> [Teks Bacaan]:
____

Tujuan utama dari kebijakakan otonomi daerah adalah, pertama membebaskan pemerintah pusat dari beban-beban yang tidak perlu dalam menangai urusan domestik, sehingga ia berkesempatan untuk mempelajari, memahami, merespons berbagai kecenderongan global dan mengambil mamfaat dari padanya, pemerintah pusat diharapkan lebih mampu berkonsentrasi pada perumusan kebijakan makro nasional yang bersifat strategis.
Kedua dengan adanya otonomi daerah, maka pemerimtah daerah mendapat kewenangan lebih dari pemerintah pusat, maka daerah akan mengalami proses pembelajaran dan pemberdayaan yang signifikan. Kemampuan prakarsa dan kreativitas mereka akan terpacu, sehingga kapabilitas dalam mengatasi berbagai masalah domistik akan semakin kuat.

____

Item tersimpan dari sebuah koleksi

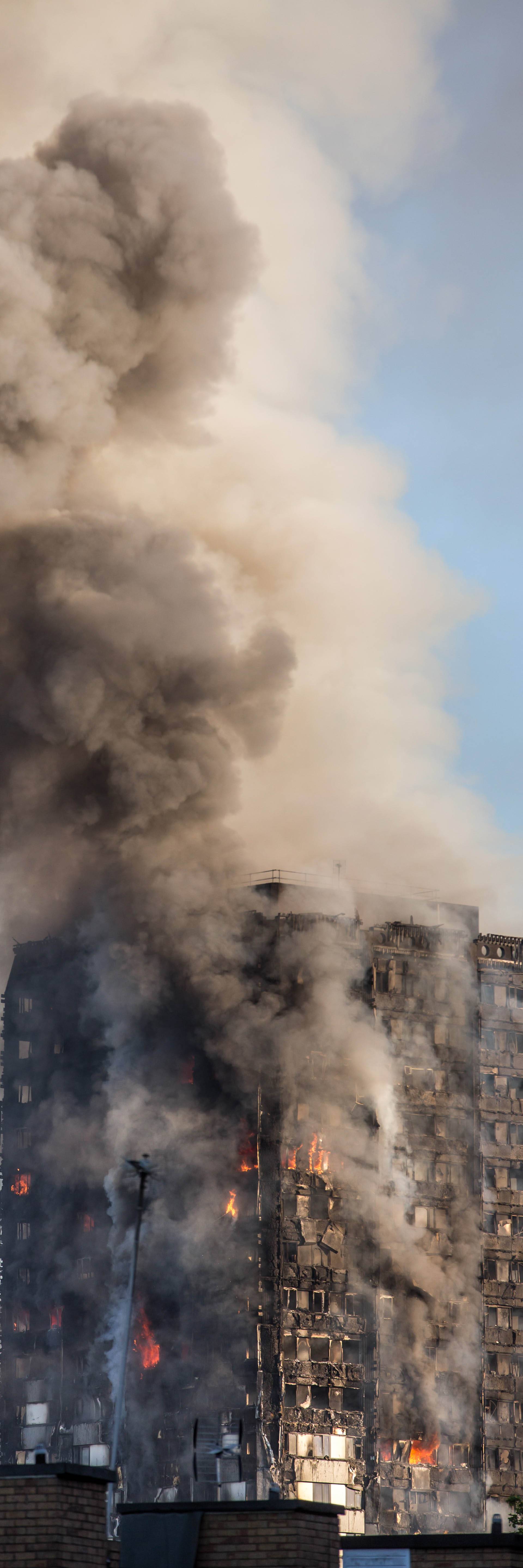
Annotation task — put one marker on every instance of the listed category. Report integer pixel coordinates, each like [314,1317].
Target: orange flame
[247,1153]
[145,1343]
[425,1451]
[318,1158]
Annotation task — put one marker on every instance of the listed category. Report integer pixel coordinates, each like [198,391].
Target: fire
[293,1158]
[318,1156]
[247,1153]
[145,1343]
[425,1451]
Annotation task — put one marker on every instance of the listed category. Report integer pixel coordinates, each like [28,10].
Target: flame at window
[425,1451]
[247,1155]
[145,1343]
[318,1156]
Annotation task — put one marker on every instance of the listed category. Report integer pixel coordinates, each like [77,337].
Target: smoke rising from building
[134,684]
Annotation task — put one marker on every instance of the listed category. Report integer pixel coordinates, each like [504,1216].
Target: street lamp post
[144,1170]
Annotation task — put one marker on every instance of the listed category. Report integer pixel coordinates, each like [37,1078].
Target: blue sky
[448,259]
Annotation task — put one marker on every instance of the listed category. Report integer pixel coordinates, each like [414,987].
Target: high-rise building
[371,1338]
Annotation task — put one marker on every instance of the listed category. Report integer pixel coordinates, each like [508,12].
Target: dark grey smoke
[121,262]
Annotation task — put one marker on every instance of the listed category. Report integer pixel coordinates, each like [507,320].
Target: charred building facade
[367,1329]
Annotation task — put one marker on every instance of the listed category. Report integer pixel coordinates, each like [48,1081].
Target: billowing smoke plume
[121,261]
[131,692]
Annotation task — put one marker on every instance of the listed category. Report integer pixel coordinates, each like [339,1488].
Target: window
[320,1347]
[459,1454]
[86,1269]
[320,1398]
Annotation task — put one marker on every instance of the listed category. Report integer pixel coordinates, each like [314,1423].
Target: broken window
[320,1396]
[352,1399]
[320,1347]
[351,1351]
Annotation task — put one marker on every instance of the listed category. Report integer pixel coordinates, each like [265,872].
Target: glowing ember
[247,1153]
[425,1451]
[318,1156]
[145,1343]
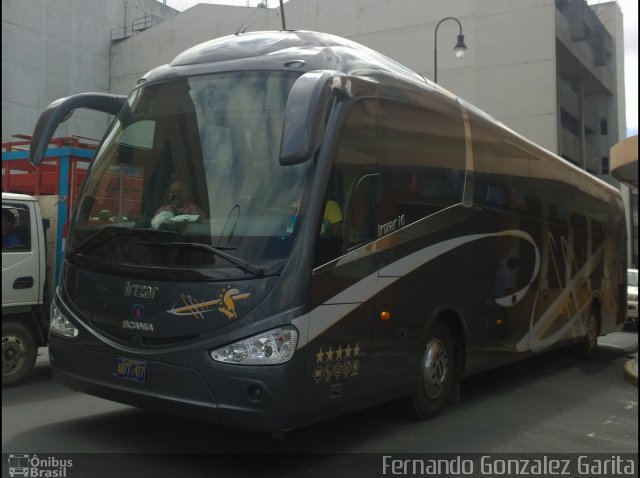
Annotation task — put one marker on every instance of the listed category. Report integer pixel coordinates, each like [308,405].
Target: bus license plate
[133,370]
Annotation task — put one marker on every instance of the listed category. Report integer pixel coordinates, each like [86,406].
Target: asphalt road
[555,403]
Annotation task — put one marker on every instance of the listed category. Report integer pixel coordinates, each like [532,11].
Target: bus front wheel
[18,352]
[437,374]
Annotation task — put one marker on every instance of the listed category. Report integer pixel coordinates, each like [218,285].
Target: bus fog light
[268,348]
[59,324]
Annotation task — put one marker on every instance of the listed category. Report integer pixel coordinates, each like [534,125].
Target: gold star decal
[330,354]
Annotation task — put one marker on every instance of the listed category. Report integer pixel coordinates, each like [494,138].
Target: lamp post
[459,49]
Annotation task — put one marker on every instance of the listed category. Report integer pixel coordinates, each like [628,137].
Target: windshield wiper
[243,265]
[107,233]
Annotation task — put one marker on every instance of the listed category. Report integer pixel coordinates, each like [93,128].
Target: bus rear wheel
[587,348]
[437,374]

____

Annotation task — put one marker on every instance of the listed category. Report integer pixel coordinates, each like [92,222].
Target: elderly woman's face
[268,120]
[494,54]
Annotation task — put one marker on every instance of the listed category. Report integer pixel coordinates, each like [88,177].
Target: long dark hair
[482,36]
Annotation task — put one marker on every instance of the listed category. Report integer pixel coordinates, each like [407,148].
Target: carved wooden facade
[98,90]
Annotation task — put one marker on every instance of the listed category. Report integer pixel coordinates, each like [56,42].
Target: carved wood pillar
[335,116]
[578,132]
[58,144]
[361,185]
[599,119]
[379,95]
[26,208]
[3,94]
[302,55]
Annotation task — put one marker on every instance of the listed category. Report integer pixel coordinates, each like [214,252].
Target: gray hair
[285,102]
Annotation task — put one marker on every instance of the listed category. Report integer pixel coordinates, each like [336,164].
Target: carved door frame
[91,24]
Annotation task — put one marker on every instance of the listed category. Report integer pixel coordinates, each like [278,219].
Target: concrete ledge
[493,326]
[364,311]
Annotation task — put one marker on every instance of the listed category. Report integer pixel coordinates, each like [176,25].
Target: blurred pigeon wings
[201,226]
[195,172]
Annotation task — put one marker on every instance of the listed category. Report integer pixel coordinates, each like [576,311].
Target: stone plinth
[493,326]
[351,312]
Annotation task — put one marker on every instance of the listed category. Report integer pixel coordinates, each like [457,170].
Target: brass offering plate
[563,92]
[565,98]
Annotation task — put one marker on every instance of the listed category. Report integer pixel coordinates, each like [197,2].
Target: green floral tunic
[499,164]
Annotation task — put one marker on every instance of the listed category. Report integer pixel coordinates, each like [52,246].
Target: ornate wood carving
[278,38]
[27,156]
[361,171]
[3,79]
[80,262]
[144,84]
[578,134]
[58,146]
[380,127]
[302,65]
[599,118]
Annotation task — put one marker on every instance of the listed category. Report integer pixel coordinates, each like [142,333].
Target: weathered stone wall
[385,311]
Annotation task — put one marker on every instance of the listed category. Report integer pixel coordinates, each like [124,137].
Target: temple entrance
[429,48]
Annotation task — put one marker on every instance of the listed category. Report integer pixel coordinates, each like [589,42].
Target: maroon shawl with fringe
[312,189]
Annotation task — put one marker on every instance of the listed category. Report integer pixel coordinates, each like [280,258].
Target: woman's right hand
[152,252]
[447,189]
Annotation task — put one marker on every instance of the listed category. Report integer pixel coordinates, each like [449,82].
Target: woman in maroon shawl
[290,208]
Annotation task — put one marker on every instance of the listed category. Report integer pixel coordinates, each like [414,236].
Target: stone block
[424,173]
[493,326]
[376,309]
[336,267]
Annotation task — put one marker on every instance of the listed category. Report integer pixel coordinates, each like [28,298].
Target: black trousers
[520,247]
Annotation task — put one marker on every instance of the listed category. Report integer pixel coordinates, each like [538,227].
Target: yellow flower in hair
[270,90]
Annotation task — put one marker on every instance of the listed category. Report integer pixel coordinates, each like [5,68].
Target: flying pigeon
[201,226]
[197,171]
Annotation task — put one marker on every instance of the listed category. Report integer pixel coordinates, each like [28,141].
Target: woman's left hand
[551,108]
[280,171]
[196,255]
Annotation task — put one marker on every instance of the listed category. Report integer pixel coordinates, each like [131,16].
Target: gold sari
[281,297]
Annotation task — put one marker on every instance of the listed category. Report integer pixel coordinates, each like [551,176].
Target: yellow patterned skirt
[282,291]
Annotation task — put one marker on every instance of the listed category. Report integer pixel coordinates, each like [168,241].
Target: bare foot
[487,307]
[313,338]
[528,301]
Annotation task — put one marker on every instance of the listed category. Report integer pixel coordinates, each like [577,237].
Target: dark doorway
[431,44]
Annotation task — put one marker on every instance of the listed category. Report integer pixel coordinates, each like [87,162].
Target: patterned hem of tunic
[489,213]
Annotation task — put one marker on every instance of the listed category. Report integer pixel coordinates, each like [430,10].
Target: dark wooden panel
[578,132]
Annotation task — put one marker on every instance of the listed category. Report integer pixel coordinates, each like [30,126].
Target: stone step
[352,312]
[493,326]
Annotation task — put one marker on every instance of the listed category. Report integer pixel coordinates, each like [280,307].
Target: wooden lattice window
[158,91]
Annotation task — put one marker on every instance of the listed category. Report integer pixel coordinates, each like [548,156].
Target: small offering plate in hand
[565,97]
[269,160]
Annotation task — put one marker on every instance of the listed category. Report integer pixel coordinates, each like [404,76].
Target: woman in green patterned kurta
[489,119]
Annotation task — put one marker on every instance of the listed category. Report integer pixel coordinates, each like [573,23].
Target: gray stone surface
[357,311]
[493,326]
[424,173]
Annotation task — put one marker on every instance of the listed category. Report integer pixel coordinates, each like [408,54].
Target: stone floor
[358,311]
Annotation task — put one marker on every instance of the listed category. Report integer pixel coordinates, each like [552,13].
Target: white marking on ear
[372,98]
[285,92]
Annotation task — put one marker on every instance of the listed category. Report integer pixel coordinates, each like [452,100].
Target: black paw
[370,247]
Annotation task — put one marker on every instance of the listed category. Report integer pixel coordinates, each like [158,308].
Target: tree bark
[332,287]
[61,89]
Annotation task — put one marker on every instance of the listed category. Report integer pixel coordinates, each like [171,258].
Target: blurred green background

____

Apakah setiap pernyataan ini sesuai dengan teks tentang otonomi daerah? Jawab ya atau tidak, lalu kutip kata-kata teks yang menentukan jawabannya.
1. Pemerintah pusat diharapkan lebih mampu berfokus pada perumusan kebijakan makro nasional.
2. Dengan otonomi daerah, kewenangan pemerintah daerah menjadi lebih kecil.
3. Kemampuan prakarsa dan kreativitas daerah akan terpacu.
Entri ini diambil dari sumber lain.

> [Hasil]:
1. Ya: "pemerintah pusat diharapkan lebih mampu berkonsentrasi pada perumusan kebijakan makro nasional yang bersifat strategis"
2. Tidak: "mendapat kewenangan lebih dari pemerintah pusat"
3. Ya: "Kemampuan prakarsa dan kreativitas mereka akan terpacu"